> **To be done**: Repeat word for word the line with "Spot the person's" and every line after it until the records below run out.

Records from a data collection:

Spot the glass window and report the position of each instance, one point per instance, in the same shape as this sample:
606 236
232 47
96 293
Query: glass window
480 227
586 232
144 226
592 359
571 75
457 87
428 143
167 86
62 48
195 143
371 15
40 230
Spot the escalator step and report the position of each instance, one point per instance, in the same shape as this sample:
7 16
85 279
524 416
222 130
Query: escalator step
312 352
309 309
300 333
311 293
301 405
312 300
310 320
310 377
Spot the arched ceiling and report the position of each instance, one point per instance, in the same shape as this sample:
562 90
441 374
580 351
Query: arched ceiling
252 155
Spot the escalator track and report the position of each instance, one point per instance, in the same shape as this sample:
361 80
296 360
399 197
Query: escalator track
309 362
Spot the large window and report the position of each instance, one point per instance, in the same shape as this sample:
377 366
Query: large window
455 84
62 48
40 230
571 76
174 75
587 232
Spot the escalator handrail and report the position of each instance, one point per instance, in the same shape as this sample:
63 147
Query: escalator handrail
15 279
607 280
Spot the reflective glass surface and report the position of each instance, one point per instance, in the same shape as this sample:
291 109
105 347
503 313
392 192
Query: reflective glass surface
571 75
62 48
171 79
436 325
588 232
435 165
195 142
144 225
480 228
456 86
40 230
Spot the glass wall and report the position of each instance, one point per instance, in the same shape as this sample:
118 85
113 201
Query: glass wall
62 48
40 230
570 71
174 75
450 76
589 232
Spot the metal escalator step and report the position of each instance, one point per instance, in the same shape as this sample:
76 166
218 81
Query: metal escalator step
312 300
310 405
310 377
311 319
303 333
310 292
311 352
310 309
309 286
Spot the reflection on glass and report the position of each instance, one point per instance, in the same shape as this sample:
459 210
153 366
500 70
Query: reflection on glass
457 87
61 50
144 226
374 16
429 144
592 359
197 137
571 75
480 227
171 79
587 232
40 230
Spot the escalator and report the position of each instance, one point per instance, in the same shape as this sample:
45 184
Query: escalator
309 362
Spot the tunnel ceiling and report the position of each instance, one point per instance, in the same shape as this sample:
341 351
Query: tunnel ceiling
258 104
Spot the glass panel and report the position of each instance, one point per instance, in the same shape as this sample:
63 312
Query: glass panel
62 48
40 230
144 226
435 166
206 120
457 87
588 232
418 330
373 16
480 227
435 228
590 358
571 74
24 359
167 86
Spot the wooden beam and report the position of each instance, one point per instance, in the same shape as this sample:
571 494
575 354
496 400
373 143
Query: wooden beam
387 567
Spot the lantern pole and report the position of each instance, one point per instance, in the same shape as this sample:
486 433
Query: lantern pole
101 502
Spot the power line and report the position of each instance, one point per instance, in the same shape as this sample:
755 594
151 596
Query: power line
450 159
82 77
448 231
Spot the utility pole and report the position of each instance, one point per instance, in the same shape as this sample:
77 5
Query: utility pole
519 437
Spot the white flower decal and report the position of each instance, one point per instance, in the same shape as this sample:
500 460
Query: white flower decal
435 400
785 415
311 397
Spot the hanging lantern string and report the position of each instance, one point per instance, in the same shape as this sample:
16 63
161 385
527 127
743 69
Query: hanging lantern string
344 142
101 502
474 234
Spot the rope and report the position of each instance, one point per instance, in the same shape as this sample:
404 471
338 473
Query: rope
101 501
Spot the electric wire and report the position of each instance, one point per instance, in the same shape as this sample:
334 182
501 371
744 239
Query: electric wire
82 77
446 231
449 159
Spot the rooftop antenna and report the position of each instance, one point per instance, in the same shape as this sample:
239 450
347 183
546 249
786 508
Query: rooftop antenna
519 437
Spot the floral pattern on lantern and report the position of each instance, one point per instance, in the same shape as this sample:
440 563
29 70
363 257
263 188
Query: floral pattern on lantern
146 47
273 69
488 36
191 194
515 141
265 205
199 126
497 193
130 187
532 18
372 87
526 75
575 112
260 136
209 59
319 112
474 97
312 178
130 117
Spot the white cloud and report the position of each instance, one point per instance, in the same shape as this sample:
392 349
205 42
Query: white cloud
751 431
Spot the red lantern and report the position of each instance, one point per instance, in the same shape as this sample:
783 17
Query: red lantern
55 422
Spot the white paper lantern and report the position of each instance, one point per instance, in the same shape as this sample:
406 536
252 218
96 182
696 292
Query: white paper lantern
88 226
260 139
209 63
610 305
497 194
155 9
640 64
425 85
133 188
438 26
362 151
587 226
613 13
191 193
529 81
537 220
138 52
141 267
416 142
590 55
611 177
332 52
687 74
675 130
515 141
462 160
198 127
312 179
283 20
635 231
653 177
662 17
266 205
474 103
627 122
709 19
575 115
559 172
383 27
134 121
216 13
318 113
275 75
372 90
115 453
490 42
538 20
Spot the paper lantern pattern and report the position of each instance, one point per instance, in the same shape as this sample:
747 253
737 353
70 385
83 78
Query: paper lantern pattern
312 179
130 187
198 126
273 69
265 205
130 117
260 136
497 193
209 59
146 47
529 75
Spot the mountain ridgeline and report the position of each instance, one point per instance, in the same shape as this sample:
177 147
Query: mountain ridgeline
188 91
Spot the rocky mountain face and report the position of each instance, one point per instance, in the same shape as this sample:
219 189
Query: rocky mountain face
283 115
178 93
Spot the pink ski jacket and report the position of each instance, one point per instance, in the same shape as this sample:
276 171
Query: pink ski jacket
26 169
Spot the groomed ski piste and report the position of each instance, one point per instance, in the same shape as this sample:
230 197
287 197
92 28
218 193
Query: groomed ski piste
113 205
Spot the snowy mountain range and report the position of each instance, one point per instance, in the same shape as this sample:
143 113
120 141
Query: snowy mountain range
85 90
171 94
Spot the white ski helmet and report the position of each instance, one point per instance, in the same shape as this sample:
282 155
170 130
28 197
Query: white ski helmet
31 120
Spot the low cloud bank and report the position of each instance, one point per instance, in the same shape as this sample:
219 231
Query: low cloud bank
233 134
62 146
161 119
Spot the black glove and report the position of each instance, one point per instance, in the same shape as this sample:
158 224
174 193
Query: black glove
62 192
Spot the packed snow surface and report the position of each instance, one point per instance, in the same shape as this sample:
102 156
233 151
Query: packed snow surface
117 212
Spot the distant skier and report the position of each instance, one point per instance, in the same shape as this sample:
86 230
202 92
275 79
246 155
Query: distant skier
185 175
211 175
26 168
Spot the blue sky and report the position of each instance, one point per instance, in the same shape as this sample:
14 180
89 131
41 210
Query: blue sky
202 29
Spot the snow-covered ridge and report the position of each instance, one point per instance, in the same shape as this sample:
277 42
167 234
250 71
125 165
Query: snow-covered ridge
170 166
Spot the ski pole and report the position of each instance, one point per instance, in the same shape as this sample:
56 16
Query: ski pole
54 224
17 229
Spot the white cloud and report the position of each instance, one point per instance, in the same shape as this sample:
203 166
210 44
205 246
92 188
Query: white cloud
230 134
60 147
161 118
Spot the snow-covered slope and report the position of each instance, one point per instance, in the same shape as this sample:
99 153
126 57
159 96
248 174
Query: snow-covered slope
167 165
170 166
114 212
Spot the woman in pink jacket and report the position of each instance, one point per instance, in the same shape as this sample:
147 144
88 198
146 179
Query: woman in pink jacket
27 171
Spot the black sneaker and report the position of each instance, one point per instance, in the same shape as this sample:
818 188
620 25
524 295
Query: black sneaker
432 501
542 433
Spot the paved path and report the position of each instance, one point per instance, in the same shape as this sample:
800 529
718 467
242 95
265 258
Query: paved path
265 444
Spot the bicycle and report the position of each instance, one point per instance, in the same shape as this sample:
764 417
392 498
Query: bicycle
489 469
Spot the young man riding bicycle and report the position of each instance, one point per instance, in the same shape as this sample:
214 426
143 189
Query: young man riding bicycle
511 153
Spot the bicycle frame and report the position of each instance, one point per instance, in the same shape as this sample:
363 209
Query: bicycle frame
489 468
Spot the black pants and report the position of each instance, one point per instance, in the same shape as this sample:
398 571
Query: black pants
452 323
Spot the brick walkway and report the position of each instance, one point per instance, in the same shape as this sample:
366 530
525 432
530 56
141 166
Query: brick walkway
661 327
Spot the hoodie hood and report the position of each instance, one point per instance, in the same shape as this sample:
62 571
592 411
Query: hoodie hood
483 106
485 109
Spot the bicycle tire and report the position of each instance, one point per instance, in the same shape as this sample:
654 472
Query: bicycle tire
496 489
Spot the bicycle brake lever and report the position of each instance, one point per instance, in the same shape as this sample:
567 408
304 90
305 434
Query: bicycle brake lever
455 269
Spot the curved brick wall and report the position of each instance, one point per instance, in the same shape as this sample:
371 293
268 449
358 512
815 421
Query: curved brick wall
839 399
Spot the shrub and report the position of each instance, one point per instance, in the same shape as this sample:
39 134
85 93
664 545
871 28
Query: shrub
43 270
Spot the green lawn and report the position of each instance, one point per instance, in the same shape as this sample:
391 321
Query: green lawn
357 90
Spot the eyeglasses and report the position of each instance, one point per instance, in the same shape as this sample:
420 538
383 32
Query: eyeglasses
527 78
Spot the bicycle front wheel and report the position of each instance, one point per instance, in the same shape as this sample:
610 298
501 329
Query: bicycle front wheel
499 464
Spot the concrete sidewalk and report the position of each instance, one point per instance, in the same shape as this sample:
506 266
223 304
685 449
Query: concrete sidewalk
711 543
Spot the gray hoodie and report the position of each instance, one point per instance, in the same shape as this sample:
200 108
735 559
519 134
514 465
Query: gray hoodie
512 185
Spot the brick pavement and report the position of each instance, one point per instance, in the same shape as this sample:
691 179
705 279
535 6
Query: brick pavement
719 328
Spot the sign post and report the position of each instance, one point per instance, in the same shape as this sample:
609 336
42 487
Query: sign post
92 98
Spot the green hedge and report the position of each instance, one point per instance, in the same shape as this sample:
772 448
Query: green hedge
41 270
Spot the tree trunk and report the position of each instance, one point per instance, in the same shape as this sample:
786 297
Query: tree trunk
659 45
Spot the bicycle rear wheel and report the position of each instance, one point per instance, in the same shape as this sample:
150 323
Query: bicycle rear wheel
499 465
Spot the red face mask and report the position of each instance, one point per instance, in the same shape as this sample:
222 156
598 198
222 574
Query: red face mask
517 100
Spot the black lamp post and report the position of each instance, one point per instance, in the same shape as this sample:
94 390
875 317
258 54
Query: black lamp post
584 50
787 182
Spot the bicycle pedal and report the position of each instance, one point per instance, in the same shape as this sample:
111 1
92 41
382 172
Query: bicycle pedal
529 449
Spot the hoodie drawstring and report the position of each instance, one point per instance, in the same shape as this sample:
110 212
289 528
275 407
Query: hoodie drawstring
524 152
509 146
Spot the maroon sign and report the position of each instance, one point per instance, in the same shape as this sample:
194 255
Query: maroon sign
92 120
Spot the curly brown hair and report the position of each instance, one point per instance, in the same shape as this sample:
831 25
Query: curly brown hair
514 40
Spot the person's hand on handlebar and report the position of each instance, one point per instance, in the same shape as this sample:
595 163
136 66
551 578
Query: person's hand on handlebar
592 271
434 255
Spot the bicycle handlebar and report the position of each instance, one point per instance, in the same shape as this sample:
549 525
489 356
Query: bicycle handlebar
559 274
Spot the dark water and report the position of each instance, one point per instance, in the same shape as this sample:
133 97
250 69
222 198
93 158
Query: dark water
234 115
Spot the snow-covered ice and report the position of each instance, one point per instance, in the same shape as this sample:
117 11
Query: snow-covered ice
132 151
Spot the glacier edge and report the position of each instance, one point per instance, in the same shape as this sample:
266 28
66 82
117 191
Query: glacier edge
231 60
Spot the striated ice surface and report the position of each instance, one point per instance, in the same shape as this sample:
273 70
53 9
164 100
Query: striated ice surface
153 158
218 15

> **Solved problem**:
Spot the person's hand on handlebar and report the position of each instance, one point per instance, in the same shape as this sample:
595 163
136 66
551 578
Query: person's hand on handlebar
592 271
434 255
Spot the bicycle handlebar and report the position of each instance, one point per instance, in the same shape as this sample:
549 525
489 356
Query: bicycle handlebar
559 274
Spot the dark water and report the position of each instance, one point per instance, in the same shape as this sample:
133 97
250 69
222 198
93 158
Query: dark water
234 115
Spot the snow-covered ice and report the position of each instance, one point per instance, in the same shape as this sample:
117 11
Query: snow-covered ice
132 151
Spot the glacier edge and report the position of each instance, one point per instance, in the same shape as this sample:
266 28
66 82
117 191
Query: glacier edge
231 60
Spot the striated ice surface and report the position of each instance, one point per instance, in the same shape as this sample:
273 70
53 9
164 100
Query: striated ice surface
153 158
218 15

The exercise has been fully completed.